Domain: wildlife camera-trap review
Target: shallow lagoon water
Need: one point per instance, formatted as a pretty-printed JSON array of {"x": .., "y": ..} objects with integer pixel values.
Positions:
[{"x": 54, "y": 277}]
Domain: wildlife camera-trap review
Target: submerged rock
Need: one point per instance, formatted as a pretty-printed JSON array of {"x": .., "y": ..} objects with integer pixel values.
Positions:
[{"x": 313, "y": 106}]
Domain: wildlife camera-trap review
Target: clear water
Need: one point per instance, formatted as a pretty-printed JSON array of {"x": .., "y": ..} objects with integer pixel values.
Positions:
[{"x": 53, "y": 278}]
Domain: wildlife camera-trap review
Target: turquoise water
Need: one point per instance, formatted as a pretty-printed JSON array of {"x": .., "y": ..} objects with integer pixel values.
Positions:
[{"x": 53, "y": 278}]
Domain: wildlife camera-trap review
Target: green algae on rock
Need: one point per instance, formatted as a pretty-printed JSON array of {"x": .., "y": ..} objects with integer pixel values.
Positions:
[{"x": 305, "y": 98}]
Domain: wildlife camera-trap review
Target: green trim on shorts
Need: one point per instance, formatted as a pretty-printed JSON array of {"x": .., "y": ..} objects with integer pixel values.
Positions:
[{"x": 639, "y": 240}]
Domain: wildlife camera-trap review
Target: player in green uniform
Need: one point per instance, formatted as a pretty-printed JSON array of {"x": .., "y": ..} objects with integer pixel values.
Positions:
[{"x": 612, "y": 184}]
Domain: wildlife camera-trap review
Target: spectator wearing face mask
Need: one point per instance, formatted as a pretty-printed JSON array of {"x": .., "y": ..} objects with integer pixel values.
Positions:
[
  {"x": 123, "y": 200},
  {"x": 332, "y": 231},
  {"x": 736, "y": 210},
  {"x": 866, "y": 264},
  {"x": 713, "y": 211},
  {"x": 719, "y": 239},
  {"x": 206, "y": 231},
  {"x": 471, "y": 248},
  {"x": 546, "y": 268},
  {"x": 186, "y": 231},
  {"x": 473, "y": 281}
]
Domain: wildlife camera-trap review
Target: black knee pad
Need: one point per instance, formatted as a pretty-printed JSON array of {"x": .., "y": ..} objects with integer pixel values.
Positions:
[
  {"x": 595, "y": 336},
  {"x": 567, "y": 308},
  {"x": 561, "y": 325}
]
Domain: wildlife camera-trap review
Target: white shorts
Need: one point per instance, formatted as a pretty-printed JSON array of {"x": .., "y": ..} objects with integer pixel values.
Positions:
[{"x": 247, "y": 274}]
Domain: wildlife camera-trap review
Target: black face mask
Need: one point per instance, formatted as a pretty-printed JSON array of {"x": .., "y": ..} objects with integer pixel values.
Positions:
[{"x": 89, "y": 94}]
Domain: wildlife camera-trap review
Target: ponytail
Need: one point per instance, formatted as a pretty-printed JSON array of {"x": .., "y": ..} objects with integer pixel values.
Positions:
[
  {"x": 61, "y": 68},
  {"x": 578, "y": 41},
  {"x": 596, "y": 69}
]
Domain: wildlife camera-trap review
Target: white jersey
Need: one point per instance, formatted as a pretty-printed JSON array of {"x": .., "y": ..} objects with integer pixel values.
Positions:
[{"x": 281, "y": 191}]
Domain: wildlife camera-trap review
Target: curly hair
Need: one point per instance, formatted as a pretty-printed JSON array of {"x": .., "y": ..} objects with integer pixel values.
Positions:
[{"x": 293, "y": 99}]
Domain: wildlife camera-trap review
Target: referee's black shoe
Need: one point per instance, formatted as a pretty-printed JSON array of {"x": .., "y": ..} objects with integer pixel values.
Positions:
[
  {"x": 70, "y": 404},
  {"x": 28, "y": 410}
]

========

YOUR ASSIGNMENT: Within the data above, pick out all lines holding the word "black".

ANSWER:
Target: black knee pad
Target: black face mask
Target: referee's black shoe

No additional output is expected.